_Stated problem 1:_
In the rows below, multiply each x and y coordinate in the answers by 1.5 and round to whole numbers, with halves rounding up. Rewrite everything from the row containing "Where can the hazy" down to the last row, keeping the requests unchanged.

##### Extract to read

This ARTICLE Is About Non-QM Terms And Rates Versus Traditional Mortgages
Non-QM Terms and rates are different than traditional mortgages. Lenders offer the best mortgage rates and terms for prime borrowers. The more risk a lender takes on, the higher the mortgage rates and less favorable the terms are. Non-QM mortgages are not hard-money loans.
It is illegal for hard money lenders to lend hard money to borrowers who are buying an owner-occupant primary home. You cannot offer teaser and/or balloon mortgages on non-QM loans. Hard money loans are for investment properties. Non-QM loans are still regulated with RESPA guidelines. Terms and rates on Non-QM depend on the risk the lender needs to take.
Loan Level Pricing Adjustments (LLPAs) will apply on Non-QM mortgages. In this article, we will discuss and cover Non-QM Terms And Rates Versus Traditional Mortgages.
What Are Non-QM Loans?
One important factor homebuyers need to realize is that non-QM loans are not hard money loans. Hard money loans are illegal for owner-occupant primary residences. Lending guidelines on hard money loans are for investment and/or commercial properties. There are strict rules and regulations when it comes to owner-occupant primary home lending. RESPA applies.
Pre-payment penalties are illegal on primary home loans. Teaser rates and balloon mortgages are prohibited on owner-occupant home loans.
So what are non-QM loans? Non-QM loans are portfolio mortgages that are available for primary, second homes, and investment properties. Alternative financing loan programs such as non-QM loans are great loan programs for certain borrowers who do not qualify for government and/or conventional loans.
Borrowers Who Can Benefit From Non-QM Terms
Non-QM loans offer benefits for mortgage borrowers with the following circumstances.
- Recent bankruptcy, foreclosure, deed in lieu of foreclosure, and/or short sale.
- There is no mandatory waiting period after bankruptcy, deed in lieu of foreclosure, foreclosure, short-sale with non-QM loans.

##########
##### Task input

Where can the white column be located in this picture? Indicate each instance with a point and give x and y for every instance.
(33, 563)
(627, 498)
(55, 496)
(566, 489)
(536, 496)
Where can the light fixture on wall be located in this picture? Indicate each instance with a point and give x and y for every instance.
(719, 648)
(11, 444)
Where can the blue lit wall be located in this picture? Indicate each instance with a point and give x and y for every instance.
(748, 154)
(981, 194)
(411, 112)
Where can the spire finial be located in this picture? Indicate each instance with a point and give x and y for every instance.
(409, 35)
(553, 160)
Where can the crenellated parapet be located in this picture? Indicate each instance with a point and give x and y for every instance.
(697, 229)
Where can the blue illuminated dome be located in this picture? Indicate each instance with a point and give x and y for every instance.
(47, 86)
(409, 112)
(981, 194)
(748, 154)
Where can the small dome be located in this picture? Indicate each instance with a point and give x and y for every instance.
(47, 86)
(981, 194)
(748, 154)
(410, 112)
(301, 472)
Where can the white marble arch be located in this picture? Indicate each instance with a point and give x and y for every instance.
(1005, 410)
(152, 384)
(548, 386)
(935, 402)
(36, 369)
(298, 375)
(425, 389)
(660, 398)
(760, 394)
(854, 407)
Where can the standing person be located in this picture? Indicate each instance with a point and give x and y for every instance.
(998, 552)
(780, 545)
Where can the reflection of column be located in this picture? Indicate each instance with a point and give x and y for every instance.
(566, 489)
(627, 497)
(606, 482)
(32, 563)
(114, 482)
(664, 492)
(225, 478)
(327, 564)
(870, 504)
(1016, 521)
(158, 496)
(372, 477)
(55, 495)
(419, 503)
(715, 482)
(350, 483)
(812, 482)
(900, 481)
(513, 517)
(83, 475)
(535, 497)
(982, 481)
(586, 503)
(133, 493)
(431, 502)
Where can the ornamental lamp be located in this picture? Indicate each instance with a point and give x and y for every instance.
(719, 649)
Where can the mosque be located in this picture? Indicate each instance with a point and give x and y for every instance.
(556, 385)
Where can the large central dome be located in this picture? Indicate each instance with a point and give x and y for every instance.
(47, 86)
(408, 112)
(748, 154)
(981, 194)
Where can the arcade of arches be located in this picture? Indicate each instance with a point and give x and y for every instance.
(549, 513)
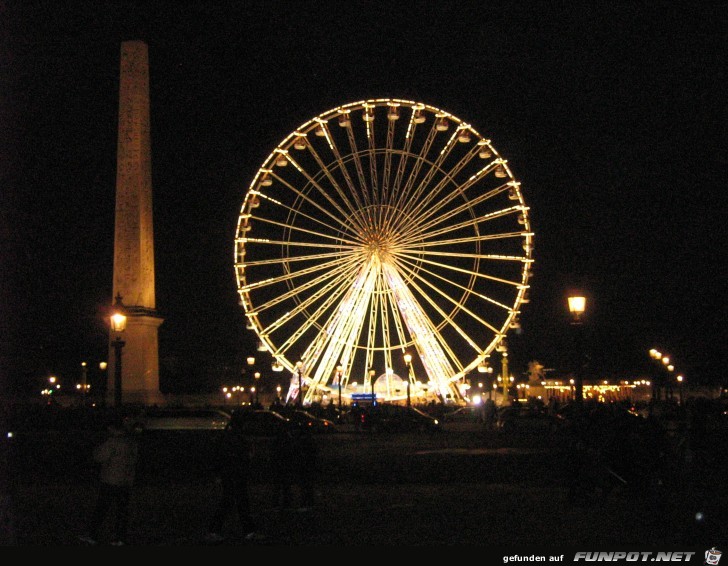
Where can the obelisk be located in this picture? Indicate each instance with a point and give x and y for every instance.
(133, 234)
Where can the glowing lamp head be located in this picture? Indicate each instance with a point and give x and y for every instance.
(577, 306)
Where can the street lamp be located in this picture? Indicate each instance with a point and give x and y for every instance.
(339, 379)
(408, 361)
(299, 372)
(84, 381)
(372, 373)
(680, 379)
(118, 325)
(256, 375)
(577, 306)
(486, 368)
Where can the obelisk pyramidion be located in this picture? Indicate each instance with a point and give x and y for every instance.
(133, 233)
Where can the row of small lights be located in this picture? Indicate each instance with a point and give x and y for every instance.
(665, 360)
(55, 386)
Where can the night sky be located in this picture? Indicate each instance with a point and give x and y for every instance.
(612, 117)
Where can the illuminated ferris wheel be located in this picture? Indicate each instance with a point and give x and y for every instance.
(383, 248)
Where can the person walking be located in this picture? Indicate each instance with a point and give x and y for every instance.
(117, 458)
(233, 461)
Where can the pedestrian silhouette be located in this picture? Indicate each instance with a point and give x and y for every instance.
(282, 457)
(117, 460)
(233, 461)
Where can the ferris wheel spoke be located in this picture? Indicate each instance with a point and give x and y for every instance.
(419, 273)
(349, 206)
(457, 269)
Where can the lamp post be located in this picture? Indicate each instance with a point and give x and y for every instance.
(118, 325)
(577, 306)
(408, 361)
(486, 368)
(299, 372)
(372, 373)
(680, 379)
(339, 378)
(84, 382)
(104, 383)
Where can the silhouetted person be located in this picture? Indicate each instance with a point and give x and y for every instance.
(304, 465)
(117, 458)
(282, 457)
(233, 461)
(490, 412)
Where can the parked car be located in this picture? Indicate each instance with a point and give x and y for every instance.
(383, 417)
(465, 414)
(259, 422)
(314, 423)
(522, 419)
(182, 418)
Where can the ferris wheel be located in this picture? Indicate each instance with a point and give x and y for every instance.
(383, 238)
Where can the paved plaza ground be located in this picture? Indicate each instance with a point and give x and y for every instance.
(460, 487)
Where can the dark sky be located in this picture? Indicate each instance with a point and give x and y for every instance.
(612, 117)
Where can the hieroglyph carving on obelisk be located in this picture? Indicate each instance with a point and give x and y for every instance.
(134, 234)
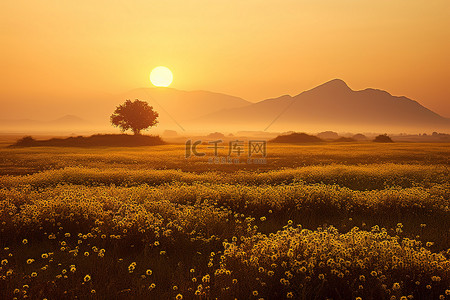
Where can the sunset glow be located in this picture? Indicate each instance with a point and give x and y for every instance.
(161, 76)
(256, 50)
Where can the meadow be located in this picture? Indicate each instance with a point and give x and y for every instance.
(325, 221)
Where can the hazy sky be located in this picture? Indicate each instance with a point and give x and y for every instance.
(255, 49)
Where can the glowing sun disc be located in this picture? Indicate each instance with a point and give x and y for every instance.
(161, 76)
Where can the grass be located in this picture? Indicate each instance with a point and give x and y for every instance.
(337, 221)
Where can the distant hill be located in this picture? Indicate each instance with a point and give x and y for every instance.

##########

_Stated problem 2:_
Continue the non-QM mortgage article above, starting after its last sentence.

_Written answer 1:_
Where can the hazy sky be located in this picture? Indicate each instance with a point and give x and y for every instance.
(383, 74)
Where can the glowing sun disc be located in this picture? Indicate each instance with a point and give x and y for every instance.
(242, 114)
Where can the grass be located in this picture? Indicate each instance with a point and give x and y for every instance.
(506, 332)
Where can the distant hill be located in this picture? Indicate each instance with a point and give x and y for every instance.

_Written answer 2:_
- Jumbo loans with bad credit and/or low credit scores.
- The minimum credit score required on non-QM loans is 500 FICO.
- Bank statement loans for self-employed borrowers with no income tax return are required.
- Borrowers with late payments in the past 12 months, including mortgage late payments.
- Mortgage borrowers with a high student loan balance.
- Other borrowers who cannot qualify for traditional government and/or conforming loans.
Non-QM Terms On Down Payment
Non-QM mortgages require a 10% to 30% down payment on a home purchase. The amount of down payment required depends on the borrowers’ credit scores, type of property, seasoning of the bankruptcy and/or foreclosure, and other risk factors. There is no private mortgage insurance required on non-QM loans. Loan sizes are from $150,000 up to $5,000,000. There is no maximum loan cap on non-QM mortgages.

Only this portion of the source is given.